Problem »
Format the records below as a two-column CSV with the headers text and answer, one row per record. Put each record's text and its answer in a single quoted field apiece, with line breaks replaced by spaces.

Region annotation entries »
(begin)
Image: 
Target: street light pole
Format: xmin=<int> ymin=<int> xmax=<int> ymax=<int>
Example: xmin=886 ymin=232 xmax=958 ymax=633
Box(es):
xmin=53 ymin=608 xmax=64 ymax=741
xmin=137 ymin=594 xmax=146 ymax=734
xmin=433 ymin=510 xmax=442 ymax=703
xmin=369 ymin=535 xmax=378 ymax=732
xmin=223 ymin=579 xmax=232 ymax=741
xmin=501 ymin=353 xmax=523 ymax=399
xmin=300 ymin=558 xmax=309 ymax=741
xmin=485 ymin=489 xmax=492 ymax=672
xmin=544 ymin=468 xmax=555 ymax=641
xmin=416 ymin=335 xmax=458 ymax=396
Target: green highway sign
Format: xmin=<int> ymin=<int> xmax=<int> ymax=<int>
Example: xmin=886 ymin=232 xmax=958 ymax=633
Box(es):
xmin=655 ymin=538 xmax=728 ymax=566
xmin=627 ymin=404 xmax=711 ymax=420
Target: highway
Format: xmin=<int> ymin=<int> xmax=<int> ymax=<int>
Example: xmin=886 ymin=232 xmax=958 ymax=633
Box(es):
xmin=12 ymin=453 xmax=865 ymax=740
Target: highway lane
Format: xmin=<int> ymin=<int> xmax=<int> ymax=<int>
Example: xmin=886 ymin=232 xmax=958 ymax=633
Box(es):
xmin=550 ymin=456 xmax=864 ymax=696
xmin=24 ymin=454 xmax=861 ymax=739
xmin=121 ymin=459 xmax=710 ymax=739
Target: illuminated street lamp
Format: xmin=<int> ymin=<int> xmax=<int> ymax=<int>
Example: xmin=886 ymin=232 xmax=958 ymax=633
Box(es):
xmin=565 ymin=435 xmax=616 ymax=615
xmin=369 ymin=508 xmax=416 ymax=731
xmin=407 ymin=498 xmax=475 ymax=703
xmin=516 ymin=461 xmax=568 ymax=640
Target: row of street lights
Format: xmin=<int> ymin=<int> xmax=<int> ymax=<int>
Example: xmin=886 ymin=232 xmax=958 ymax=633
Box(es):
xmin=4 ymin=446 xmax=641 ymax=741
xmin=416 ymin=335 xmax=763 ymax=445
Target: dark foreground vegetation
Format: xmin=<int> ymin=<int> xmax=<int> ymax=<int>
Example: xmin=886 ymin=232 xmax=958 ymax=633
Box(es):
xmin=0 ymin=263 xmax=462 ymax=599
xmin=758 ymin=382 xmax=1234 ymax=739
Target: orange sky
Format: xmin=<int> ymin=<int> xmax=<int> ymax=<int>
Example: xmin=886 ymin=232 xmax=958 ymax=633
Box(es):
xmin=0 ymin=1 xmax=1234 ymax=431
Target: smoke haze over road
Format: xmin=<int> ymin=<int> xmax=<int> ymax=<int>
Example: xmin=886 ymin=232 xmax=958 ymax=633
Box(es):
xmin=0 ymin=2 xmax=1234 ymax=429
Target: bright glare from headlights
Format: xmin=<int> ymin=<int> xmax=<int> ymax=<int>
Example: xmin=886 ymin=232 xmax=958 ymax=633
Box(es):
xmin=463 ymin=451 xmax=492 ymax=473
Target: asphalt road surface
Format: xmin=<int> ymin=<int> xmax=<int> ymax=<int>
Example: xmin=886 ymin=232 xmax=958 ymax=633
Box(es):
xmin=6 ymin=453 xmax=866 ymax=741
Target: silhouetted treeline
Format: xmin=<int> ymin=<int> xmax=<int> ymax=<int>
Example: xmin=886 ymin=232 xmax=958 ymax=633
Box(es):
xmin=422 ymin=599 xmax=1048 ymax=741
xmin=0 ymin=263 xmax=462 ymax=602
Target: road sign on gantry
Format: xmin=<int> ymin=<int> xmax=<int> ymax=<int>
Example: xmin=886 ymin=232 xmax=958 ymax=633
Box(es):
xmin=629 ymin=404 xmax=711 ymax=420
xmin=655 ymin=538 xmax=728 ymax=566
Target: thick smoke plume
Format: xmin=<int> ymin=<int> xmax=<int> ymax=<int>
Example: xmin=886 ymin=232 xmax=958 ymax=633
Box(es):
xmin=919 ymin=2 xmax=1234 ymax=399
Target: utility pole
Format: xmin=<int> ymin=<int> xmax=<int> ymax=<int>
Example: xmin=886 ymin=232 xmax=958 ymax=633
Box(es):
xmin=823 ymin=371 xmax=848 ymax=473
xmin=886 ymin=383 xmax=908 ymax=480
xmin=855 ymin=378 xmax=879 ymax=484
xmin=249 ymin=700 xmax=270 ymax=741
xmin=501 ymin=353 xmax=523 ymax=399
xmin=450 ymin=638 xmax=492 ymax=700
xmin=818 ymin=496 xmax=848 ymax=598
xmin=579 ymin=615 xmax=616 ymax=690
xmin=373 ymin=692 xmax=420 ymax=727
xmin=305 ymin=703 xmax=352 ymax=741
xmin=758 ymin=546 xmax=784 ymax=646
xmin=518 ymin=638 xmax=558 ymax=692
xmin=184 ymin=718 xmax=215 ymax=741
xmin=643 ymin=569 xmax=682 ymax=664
(end)
Expected answer »
text,answer
"Image: Target: street light pole Format: xmin=<int> ymin=<int> xmax=<int> ymax=<int> Example: xmin=886 ymin=232 xmax=958 ymax=633 Box(es):","xmin=53 ymin=608 xmax=64 ymax=741 xmin=137 ymin=594 xmax=146 ymax=734 xmin=433 ymin=510 xmax=442 ymax=703 xmin=369 ymin=535 xmax=378 ymax=732 xmin=223 ymin=579 xmax=232 ymax=741 xmin=501 ymin=353 xmax=523 ymax=399 xmin=300 ymin=558 xmax=309 ymax=741 xmin=485 ymin=489 xmax=492 ymax=672 xmin=544 ymin=468 xmax=555 ymax=641 xmin=416 ymin=335 xmax=458 ymax=396"
"Target: green highway sign Format: xmin=<int> ymin=<int> xmax=<int> ymax=<int> Example: xmin=886 ymin=232 xmax=958 ymax=633 Box(es):","xmin=655 ymin=538 xmax=728 ymax=566 xmin=627 ymin=404 xmax=711 ymax=420"
"Target: highway Format: xmin=<int> ymin=<int> xmax=<int> ymax=<int> Example: xmin=886 ymin=232 xmax=958 ymax=633 Box(es):","xmin=12 ymin=453 xmax=865 ymax=740"
"Target: highway lane Format: xmin=<int> ymin=<int> xmax=<int> ymax=<int> Example: xmin=886 ymin=232 xmax=958 ymax=633 Box(es):","xmin=550 ymin=456 xmax=864 ymax=696 xmin=24 ymin=454 xmax=861 ymax=739 xmin=121 ymin=459 xmax=710 ymax=739"
"Target: illuminated street lamp Format: xmin=<int> ymin=<int> xmax=<int> ymax=<int> Example: xmin=886 ymin=232 xmax=958 ymax=633 Box(es):","xmin=565 ymin=435 xmax=616 ymax=615 xmin=369 ymin=508 xmax=416 ymax=731 xmin=407 ymin=498 xmax=475 ymax=703 xmin=516 ymin=461 xmax=568 ymax=640"
"Target: row of street lights Format: xmin=<int> ymin=<int> xmax=<int> ymax=<int> Example: xmin=886 ymin=232 xmax=958 ymax=633 Box(es):","xmin=4 ymin=446 xmax=641 ymax=741 xmin=416 ymin=335 xmax=763 ymax=445"
"Target: dark foreground vegetation Format: xmin=<int> ymin=<int> xmax=<int> ymax=<int> Example: xmin=886 ymin=232 xmax=958 ymax=633 Box(es):","xmin=0 ymin=263 xmax=462 ymax=599 xmin=758 ymin=382 xmax=1234 ymax=739"
"Target: orange sky Format: xmin=<int> ymin=<int> xmax=<int> ymax=<int> Example: xmin=886 ymin=232 xmax=958 ymax=633 Box(es):","xmin=0 ymin=1 xmax=1234 ymax=431"
"Target: smoke haze over road Format: xmin=<int> ymin=<int> xmax=<int> ymax=<int> Example: xmin=886 ymin=232 xmax=958 ymax=633 Box(es):","xmin=0 ymin=2 xmax=1234 ymax=429"
"Target: bright glare from headlights Format: xmin=<int> ymin=<int> xmax=<int> ymax=<int> Example: xmin=886 ymin=232 xmax=958 ymax=633 Box(es):","xmin=463 ymin=451 xmax=492 ymax=473"
"Target: asphalt road surface Format: xmin=<int> ymin=<int> xmax=<int> ymax=<int> Example: xmin=886 ymin=232 xmax=958 ymax=633 Box(es):","xmin=6 ymin=453 xmax=866 ymax=741"
"Target: silhouetted treeline Format: xmin=<int> ymin=<int> xmax=<int> ymax=<int> Example: xmin=886 ymin=232 xmax=958 ymax=633 Box(es):","xmin=422 ymin=599 xmax=1048 ymax=741 xmin=0 ymin=263 xmax=462 ymax=602"
"Target: road sign on gantry Format: xmin=<int> ymin=<int> xmax=<int> ymax=<int> Example: xmin=886 ymin=232 xmax=958 ymax=633 Box(es):","xmin=629 ymin=404 xmax=711 ymax=420 xmin=655 ymin=538 xmax=728 ymax=566"
"Target: thick smoke plume Format: xmin=<int> ymin=<int> xmax=<int> ymax=<int> Example: xmin=886 ymin=232 xmax=958 ymax=633 Box(es):","xmin=919 ymin=2 xmax=1234 ymax=399"
"Target: utility pole Format: xmin=<int> ymin=<int> xmax=<int> ymax=<int> Example: xmin=886 ymin=232 xmax=958 ymax=633 Box(es):","xmin=823 ymin=371 xmax=848 ymax=473 xmin=886 ymin=383 xmax=908 ymax=480 xmin=855 ymin=378 xmax=879 ymax=484 xmin=249 ymin=700 xmax=270 ymax=741 xmin=501 ymin=353 xmax=523 ymax=399 xmin=450 ymin=638 xmax=492 ymax=700 xmin=818 ymin=496 xmax=848 ymax=598 xmin=579 ymin=615 xmax=616 ymax=690 xmin=373 ymin=692 xmax=420 ymax=727 xmin=305 ymin=703 xmax=352 ymax=741 xmin=758 ymin=546 xmax=784 ymax=646 xmin=518 ymin=638 xmax=558 ymax=692 xmin=184 ymin=718 xmax=215 ymax=741 xmin=643 ymin=569 xmax=682 ymax=664"